#### Given information ####

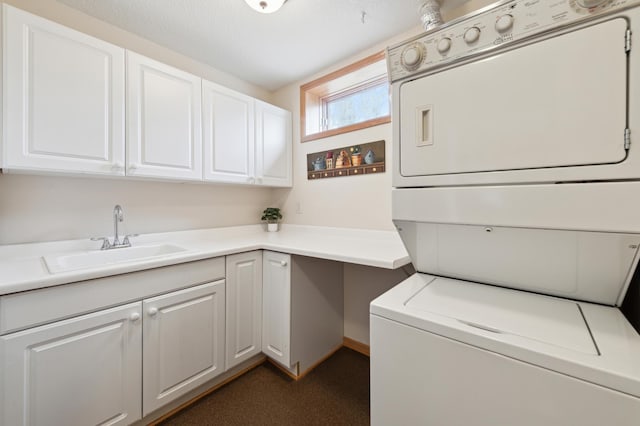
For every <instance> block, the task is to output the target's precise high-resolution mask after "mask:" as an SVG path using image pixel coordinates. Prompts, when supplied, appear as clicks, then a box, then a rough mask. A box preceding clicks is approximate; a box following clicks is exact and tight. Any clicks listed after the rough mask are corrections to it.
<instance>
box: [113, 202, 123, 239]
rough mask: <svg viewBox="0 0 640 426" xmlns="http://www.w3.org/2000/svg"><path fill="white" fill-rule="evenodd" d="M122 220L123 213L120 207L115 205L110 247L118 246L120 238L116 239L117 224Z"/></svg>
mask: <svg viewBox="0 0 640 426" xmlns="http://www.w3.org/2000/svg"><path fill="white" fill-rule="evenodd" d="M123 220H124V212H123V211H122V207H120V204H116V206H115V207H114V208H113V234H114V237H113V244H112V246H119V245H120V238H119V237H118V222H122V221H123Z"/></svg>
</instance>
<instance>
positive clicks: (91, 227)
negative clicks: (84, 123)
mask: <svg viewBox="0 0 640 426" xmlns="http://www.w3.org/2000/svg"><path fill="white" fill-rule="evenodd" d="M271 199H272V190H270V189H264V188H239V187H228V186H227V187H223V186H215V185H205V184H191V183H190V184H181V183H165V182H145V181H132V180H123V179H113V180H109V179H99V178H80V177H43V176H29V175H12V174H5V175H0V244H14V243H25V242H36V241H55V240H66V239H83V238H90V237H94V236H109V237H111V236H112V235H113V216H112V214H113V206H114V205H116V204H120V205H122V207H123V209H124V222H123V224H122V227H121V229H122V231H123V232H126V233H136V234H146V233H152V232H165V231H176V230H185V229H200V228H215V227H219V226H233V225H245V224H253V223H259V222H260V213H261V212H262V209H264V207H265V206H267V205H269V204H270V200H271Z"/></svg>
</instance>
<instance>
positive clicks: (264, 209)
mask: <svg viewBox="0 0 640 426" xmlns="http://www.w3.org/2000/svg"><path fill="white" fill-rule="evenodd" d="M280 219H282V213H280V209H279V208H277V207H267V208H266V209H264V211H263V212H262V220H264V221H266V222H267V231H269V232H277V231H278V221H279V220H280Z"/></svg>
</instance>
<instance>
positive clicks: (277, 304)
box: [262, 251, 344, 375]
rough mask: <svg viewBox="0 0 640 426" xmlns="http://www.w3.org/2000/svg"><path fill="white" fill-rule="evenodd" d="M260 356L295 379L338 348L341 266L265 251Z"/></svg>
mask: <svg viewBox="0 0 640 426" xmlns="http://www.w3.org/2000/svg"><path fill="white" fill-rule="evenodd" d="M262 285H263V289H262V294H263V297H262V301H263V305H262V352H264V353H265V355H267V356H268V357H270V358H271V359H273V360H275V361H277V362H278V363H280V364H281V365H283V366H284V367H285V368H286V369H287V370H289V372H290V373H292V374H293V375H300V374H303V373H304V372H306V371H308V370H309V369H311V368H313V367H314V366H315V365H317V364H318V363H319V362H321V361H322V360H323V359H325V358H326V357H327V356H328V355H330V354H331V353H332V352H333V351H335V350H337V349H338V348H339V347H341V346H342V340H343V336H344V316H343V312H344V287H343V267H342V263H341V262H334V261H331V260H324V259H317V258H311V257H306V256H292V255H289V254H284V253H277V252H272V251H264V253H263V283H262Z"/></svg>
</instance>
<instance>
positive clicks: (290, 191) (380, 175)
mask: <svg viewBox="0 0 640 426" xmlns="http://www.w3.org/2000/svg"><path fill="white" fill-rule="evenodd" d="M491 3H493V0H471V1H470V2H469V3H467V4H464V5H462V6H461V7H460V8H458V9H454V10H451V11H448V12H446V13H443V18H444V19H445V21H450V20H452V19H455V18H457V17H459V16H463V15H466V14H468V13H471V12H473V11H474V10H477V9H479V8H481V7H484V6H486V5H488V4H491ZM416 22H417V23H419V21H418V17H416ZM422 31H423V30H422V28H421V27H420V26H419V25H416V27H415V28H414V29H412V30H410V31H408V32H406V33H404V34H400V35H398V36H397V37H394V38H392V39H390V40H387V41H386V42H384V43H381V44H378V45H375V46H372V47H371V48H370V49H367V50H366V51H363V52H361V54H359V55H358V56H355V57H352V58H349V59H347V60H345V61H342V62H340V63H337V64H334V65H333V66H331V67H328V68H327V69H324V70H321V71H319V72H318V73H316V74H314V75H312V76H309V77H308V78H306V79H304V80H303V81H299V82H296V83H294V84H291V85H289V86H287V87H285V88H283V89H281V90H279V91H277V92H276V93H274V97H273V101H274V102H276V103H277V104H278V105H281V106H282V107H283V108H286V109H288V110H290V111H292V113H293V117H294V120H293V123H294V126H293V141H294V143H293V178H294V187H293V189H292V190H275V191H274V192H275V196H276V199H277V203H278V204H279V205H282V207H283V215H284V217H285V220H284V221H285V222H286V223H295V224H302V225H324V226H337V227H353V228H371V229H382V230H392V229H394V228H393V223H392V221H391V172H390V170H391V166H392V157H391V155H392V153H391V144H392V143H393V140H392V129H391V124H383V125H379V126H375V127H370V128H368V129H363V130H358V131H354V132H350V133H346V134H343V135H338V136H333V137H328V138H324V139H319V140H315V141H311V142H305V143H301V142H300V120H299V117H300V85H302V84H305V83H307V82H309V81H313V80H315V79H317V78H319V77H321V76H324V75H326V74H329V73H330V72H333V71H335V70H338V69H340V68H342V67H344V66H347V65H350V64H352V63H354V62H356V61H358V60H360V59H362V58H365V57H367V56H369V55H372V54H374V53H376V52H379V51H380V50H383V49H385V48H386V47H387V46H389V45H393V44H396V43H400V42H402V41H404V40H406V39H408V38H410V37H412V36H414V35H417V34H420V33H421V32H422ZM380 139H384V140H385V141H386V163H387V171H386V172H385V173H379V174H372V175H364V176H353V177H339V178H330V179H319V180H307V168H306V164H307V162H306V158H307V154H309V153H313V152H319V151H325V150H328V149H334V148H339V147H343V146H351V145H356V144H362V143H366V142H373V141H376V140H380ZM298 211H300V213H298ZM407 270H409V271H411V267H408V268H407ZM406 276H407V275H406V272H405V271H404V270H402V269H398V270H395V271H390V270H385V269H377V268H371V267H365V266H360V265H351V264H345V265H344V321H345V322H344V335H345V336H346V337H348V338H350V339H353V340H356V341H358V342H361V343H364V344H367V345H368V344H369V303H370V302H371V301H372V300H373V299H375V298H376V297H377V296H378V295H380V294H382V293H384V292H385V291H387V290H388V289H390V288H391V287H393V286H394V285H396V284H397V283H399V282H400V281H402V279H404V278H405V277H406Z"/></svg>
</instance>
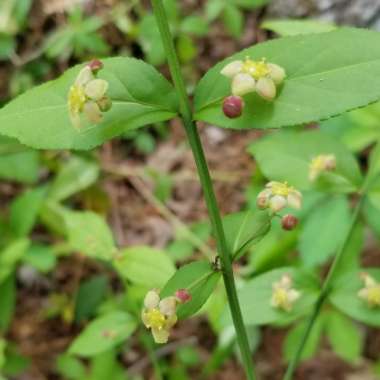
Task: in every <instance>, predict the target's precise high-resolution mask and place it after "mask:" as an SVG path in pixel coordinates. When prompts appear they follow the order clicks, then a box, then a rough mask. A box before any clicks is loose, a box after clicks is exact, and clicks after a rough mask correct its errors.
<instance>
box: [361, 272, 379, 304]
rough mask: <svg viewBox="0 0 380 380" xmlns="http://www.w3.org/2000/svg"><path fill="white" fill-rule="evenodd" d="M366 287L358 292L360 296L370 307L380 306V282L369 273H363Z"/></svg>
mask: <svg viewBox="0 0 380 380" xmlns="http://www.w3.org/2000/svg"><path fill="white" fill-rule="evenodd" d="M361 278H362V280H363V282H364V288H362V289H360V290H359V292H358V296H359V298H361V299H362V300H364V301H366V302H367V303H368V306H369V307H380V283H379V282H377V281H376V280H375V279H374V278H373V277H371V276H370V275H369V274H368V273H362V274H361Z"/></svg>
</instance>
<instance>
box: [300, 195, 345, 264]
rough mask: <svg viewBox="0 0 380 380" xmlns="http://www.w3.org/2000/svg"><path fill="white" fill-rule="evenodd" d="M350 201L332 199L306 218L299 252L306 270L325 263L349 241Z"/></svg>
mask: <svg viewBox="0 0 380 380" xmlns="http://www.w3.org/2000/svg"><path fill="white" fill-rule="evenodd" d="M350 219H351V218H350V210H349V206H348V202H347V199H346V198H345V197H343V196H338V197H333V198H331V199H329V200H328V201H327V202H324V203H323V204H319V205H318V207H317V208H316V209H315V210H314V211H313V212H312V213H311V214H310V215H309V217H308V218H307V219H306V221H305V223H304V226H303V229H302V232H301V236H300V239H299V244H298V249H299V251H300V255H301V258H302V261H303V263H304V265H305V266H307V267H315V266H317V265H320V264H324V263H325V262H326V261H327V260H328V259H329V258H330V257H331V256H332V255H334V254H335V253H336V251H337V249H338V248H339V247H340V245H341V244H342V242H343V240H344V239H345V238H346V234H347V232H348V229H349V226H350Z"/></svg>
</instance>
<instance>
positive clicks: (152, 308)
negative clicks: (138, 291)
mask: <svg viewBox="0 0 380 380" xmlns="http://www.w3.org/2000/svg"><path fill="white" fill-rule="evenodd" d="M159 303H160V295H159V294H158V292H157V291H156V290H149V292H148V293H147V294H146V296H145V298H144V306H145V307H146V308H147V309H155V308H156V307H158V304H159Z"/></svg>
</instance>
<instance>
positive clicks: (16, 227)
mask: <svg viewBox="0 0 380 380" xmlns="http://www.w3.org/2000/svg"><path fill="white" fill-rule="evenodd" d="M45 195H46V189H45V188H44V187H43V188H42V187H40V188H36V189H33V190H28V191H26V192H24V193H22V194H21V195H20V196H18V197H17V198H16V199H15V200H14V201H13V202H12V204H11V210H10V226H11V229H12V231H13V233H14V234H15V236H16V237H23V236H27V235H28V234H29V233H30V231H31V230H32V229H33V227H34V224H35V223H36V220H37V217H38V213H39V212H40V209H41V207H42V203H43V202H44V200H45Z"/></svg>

####
#### Given information ####

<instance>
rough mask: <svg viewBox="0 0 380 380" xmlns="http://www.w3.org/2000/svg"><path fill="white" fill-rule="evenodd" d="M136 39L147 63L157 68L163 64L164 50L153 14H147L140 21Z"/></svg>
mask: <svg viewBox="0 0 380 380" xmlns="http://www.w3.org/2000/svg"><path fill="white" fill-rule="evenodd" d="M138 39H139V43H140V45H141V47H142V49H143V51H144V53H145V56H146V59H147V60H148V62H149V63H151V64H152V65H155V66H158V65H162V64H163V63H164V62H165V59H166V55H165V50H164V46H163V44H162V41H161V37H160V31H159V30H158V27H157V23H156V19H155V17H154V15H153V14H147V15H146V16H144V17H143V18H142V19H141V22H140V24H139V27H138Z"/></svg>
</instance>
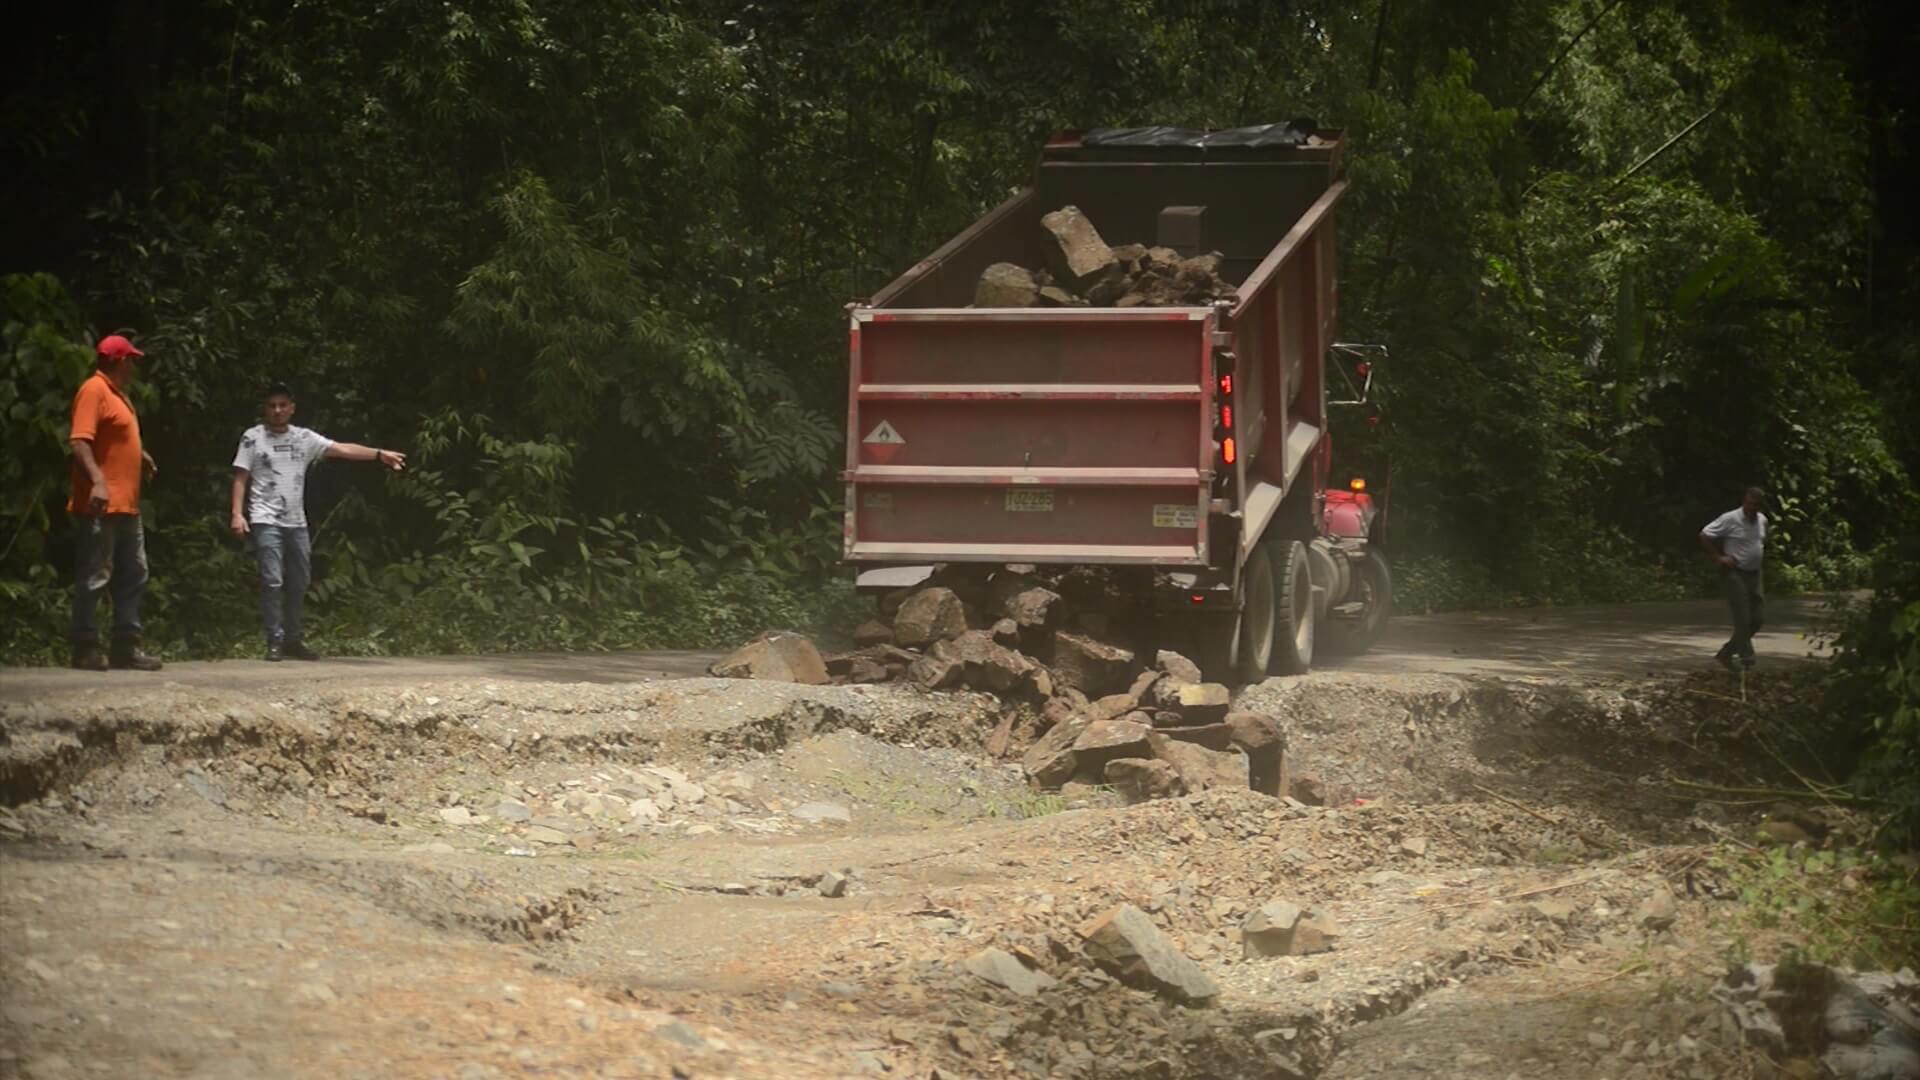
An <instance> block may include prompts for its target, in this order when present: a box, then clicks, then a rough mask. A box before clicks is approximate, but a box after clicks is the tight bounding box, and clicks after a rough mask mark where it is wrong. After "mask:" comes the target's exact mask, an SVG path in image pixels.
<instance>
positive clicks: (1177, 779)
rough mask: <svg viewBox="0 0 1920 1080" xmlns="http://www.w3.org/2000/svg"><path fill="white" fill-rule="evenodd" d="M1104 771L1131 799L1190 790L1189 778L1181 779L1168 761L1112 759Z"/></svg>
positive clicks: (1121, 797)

####

What the exercise asks:
Work through the entries, filtering for the string "exact", and copy each line that holds it.

Answer to the exercise:
For every <instance> block, the task is to output the target's precise high-resolution mask after "mask:" as an SVG path using image pixel coordinates. Prompts, when supplied, appear as clicks, then a box, then a rough mask. A box preceding clicks is approximate; a box following clicks is exact and tight. Any clicks listed after the rough mask are corrections to it.
Task: in every <instance>, predict the target's precise high-resolution mask and place it after "mask:" as an SVG path in pixel coordinates. When prompts appear they follow the order clicks, then a box, then a rough mask. A box before any clicks is loose, a box after clicks is exact, and clicks after a rough mask correct its errors.
An <instance> block may include prompts for its target, in this order when present: a box, then clicks, then a rough mask. A box before clicks is approximate, but a box after clicks is the tight bounding box, and clicks after a rough mask mark where it is wrong. After "mask:" comes the target's exact mask, an SVG path in image pixels.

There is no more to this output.